Skip to main content
ARS Home » Plains Area » Miles City, Montana » Livestock and Range Research Laboratory » Research » Publications at this Location » Publication #397792

Research Project: Alleviating Rate Limiting Factors that Compromise Beef Production Efficiency

Location: Livestock and Range Research Laboratory

Title: Fuzzy logic as a strategy for combining marker statistics to optimize preselection of high-density and sequence genotype data

Author
item Ling, Ashley
item Hay, El Hamidi
item AGGREY, SAMUEL - University Of Georgia
item REKAYA, ROMDHANE - University Of Georgia

Submitted to: Genes
Publication Type: Peer Reviewed Journal
Publication Acceptance Date: 11/7/2022
Publication Date: 11/7/2022
Citation: Ling, A.S., Hay, E.A., Aggrey, S., Rekaya, R. 2022. Fuzzy logic as a strategy for combining marker statistics to optimize preselection of high-density and sequence genotype data. Genes. 12(11). Article 2100. https://doi.org/10.3390/genes13112100.

● ● ● ● ● ● ●

Parts of the exercise:
1. According to the page on fuzzy logic for marker preselection, on what date was the publication accepted?
2. Write the next part of the publication page on fuzzy logic for marker preselection, continuing after its citation line.
Nothing in the records is needed for this work.

● ● ● ● ● ● ●

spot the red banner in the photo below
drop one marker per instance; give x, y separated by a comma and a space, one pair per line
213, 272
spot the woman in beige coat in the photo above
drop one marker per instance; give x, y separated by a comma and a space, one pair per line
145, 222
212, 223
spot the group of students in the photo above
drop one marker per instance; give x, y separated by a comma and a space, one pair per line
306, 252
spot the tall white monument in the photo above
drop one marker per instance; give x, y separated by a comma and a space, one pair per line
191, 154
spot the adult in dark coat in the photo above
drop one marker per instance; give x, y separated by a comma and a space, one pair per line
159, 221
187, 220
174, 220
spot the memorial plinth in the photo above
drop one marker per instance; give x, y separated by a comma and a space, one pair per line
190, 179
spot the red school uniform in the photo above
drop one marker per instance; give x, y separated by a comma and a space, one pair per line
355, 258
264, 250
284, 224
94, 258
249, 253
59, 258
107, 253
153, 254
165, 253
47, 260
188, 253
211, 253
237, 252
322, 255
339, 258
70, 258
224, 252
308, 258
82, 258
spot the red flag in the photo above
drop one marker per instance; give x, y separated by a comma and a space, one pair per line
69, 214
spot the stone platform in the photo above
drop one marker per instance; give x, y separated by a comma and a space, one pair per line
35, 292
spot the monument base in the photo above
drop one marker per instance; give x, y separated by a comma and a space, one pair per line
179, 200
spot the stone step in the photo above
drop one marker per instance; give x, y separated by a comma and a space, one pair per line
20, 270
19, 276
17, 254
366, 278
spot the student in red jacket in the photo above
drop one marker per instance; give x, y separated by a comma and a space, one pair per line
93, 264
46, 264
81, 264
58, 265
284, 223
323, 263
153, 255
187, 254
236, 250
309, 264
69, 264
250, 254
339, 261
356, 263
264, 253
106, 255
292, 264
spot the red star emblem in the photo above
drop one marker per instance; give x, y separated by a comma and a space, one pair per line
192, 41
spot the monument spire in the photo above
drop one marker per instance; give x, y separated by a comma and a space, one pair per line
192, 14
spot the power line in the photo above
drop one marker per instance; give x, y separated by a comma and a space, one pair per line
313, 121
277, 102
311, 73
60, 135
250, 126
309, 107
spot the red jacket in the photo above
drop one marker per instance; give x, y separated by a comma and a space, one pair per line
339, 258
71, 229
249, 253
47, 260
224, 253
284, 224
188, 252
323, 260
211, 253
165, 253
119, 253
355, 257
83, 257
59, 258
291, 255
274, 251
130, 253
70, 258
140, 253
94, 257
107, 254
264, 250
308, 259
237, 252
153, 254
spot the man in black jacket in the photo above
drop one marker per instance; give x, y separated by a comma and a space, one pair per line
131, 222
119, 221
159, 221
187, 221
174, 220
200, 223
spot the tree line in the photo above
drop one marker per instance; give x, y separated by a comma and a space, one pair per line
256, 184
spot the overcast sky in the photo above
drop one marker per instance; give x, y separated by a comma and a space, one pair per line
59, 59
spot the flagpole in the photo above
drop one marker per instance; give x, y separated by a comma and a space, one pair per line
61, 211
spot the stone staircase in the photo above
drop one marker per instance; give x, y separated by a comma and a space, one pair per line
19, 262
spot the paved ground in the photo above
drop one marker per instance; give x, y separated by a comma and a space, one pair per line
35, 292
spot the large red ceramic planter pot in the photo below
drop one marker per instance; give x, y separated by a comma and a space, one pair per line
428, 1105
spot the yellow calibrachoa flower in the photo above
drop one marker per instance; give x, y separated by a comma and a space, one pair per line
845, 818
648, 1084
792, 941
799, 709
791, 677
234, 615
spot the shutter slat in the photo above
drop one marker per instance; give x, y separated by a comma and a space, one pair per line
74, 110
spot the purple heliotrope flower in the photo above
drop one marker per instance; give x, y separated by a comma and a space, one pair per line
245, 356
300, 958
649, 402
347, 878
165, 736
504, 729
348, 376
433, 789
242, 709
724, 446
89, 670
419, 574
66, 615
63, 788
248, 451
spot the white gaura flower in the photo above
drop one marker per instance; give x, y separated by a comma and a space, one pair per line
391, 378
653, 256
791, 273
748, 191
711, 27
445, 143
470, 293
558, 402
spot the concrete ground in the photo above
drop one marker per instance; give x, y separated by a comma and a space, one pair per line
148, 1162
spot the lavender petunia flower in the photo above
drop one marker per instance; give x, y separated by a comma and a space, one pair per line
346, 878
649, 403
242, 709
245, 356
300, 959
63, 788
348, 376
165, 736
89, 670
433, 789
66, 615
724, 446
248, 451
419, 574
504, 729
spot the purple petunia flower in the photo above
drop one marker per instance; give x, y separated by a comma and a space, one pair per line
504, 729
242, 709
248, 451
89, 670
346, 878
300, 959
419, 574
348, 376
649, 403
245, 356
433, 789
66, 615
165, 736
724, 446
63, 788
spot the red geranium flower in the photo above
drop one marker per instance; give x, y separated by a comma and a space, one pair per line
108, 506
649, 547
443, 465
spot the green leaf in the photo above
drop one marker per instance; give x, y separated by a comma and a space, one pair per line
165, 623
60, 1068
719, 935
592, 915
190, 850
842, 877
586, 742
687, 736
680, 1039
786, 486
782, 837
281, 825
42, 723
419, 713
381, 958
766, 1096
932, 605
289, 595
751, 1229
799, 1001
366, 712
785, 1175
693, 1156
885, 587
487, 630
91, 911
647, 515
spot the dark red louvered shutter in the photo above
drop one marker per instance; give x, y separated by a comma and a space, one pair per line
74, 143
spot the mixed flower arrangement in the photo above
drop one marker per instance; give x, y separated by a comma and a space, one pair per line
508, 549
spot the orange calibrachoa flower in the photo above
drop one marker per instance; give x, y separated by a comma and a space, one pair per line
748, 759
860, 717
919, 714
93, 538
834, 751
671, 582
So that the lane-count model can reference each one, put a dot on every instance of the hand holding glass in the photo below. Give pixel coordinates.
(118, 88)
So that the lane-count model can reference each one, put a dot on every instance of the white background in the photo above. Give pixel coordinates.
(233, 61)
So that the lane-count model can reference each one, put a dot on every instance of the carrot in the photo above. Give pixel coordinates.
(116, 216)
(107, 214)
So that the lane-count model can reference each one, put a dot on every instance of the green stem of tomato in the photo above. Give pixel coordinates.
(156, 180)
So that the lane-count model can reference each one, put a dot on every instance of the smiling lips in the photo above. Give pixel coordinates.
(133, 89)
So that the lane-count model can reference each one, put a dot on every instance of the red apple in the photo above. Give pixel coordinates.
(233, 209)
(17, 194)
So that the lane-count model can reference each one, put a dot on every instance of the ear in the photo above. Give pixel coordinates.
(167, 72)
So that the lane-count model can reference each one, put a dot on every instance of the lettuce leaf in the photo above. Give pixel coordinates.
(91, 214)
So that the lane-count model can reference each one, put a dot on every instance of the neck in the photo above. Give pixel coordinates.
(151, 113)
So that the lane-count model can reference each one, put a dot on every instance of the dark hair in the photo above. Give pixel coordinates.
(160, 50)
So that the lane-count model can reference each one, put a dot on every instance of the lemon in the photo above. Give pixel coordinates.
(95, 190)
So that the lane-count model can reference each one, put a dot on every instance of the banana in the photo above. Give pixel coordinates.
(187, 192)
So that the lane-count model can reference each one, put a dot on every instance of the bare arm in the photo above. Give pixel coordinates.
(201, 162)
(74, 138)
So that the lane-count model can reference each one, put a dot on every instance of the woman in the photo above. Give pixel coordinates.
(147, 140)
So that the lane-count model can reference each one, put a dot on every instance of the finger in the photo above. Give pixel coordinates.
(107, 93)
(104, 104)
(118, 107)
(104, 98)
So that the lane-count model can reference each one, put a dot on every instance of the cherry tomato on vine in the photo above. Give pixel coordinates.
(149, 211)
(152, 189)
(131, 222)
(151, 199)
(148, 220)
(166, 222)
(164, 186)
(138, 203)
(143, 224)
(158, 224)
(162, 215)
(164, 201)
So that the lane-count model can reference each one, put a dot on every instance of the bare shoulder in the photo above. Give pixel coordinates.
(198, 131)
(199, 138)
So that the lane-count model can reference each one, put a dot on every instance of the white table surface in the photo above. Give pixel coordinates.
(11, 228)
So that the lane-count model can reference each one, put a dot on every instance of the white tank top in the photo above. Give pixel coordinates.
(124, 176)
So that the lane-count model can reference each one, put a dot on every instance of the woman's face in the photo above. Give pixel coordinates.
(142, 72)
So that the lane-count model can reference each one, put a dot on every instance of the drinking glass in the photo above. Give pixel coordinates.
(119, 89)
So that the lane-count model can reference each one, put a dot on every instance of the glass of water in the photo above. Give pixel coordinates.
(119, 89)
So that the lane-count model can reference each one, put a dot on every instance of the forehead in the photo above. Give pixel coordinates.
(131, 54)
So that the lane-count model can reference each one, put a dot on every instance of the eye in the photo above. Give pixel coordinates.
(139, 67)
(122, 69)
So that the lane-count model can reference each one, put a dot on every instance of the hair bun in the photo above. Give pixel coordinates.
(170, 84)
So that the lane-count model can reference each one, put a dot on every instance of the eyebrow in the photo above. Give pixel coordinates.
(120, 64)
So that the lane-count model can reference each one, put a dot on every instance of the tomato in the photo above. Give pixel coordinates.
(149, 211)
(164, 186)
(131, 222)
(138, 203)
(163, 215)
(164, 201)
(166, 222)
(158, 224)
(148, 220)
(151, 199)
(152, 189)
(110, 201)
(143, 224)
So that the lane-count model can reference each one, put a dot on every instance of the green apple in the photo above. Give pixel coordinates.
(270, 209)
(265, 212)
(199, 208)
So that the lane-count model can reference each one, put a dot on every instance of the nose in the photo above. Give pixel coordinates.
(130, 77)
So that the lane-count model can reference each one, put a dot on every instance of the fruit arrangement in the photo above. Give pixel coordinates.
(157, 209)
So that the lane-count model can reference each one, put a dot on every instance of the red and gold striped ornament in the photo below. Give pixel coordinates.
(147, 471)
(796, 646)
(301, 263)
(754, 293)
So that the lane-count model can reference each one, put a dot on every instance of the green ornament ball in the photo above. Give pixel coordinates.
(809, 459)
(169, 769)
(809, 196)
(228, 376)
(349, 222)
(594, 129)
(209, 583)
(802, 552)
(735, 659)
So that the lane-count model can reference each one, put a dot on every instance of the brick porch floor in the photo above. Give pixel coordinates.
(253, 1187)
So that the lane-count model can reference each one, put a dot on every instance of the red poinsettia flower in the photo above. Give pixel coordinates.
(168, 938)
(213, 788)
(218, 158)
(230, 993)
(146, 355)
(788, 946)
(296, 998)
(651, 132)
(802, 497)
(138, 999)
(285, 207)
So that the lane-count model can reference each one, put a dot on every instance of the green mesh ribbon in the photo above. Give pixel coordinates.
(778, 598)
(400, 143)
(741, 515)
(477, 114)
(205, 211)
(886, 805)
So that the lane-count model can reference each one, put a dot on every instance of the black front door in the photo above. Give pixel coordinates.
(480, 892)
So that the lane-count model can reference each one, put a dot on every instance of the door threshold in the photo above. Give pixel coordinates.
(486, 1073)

● ● ● ● ● ● ●

Your responses:
1. 11/7/2022

2.
DOI: https://doi.org/10.3390/genes13112100

Interpretive Summary: With the advent of high throughput genetic analysis technology, a large amount of genomic data is being generated. However, extracting genomic data information is crucial and using high throughput technology in selecting of animals is still less than optimal. In this simulation study, an new approach for dealing with the high dimensionality of genomic data was explored. The approach combines statistics used in the preselection and prioritization of single nucleotide polymorphism (SNP) markers from panels with large numbers of SNPs (approximately 1.3 million ) into a composite “fuzzy” ranking score that attempts to mimic human decision making .. The accuracy of genomic predictions for preselected panel sizes of 1-50k that used “fuzzy” scoring ranged from -0.4 to 11.7% higher than an existing approaches. This fuzzy information scoring approach has the potential to aggregate information from multiple criteria that better reflect SNP trait associations and biological relevance in a flexible and efficient way to yield higher quality genomic predictions.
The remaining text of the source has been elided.